The USD/JPY pair is hovering around the immediate hurdle of 147.90 in the early Tokyo session. The asset is continuously struggling to surpass the above-mentioned hurdle from Friday and is expected to surpass the same despite solid Japan’s Retail Trade data.
The monthly and annual Retail Trade have accelerated to 1.1% and 4.5% vs. the projections of 0.6% and 4.1% respectively. The Larger Retail Sales have soared to 4.1% against the estimates of 3.6%. Apart from that, annual Industrial Production has climbed to 9.8% in comparison to the consensus of 8.7%.
Meanwhile, the US dollar index (DXY) is displaying signs of volatility contraction in a 110.73-110.85 range as investors have shifted their focus to the interest rate decision by the Federal Reserve (Fed), which is due on Wednesday. The risk impulse is extremely upbeat despite a marginal fall in S&P500 futures as the index ended last week with significant gains amid the quarterly result season. The 10-year US Treasury yields have extended to 4.02% as Fed’s policy is shifting into the spotlight.
This week, the Fed is expected to hike its interest rates one more time by 75 basis points (bps) as price pressures have not reflected serious signs of a slowdown. A fourth consecutive 75 bps rate hike will push the interest rates to 3.75-4.00%.
What is hurting the Japanese yen is the ultra-dovish stance taken by the Bank of Japan (BOJ) in its monetary policy action on Friday. Citing external demand shocks and the inability in returning to pre-pandemic growth levels responsible, BOJ Governor Haruhiko Kuroda kept principle rates unchanged.

◆ Provided records:
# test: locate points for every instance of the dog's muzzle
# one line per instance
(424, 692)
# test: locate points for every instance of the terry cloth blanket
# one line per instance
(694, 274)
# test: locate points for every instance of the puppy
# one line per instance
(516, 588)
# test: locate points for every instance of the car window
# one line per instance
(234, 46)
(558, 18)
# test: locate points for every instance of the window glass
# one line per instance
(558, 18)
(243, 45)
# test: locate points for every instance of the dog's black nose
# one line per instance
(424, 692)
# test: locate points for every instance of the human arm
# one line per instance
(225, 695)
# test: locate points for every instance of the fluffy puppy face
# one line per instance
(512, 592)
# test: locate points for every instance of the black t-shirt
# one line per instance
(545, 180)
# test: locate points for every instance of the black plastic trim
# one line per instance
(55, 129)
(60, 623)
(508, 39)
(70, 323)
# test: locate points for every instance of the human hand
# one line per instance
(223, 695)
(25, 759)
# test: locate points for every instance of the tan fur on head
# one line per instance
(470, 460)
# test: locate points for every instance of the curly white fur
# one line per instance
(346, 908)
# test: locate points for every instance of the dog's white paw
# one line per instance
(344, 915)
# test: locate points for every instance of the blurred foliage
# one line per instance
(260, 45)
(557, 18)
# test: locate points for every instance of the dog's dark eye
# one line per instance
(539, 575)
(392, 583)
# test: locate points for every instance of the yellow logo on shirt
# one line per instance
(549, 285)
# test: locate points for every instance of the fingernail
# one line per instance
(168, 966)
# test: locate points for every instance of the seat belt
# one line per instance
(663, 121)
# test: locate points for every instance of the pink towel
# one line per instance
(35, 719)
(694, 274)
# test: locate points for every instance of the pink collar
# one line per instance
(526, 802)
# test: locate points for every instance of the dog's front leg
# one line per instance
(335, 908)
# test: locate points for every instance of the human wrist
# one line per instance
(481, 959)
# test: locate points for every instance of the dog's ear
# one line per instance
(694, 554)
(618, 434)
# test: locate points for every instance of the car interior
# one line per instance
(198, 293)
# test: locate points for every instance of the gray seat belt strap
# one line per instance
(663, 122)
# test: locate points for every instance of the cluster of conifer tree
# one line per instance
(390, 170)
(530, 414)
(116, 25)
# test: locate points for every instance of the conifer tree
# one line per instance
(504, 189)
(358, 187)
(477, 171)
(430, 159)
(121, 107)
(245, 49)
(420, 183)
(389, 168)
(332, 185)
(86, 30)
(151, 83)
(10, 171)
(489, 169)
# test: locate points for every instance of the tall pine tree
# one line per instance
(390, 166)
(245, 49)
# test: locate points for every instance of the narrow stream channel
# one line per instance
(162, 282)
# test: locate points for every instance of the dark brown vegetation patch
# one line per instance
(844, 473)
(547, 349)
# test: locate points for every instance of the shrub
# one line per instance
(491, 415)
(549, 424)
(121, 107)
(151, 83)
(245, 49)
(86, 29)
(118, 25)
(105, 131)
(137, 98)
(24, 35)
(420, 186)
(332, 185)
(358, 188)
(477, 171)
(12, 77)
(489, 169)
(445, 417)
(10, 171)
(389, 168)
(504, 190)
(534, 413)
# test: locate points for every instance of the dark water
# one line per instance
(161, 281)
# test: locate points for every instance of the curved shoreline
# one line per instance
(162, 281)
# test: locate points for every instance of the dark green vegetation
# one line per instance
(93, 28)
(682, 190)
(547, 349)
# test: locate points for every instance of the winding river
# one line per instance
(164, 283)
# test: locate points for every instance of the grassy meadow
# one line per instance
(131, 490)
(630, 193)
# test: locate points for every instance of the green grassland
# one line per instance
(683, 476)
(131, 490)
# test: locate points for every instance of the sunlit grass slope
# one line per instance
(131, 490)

◆ Exercise requirements:
1 > From the USD/JPY market report, copy the passage that starts with the words containing "The USD/JPY pair" and ends with "consensus of 8.7%.".
2 > Answer these questions from the USD/JPY market report:
(a) To what level has annual Industrial Production climbed?
(b) In what range is the US dollar index showing signs of volatility contraction?
(c) Who kept principle rates unchanged?
3 > Decide whether each statement agrees with the USD/JPY market report. Answer yes or no and quote the words that decide it.
(a) The estimate for Larger Retail Sales was 3.6%.
(b) The Federal Reserve's interest rate decision is due on Friday.
(c) A fourth consecutive 75 bps rate hike would push interest rates to 3.75-4.00%.

◆ Solutions to the problems:
1 >
The USD/JPY pair is hovering around the immediate hurdle of 147.90 in the early Tokyo session. The asset is continuously struggling to surpass the above-mentioned hurdle from Friday and is expected to surpass the same despite solid Japan’s Retail Trade data.
The monthly and annual Retail Trade have accelerated to 1.1% and 4.5% vs. the projections of 0.6% and 4.1% respectively. The Larger Retail Sales have soared to 4.1% against the estimates of 3.6%. Apart from that, annual Industrial Production has climbed to 9.8% in comparison to the consensus of 8.7%.

2 >
(a) 9.8%
(b) 110.73-110.85
(c) BOJ Governor Haruhiko Kuroda

3 >
(a) Yes: "The Larger Retail Sales have soared to 4.1% against the estimates of 3.6%."
(b) No: "the interest rate decision by the Federal Reserve (Fed), which is due on Wednesday"
(c) Yes: "A fourth consecutive 75 bps rate hike will push the interest rates to 3.75-4.00%."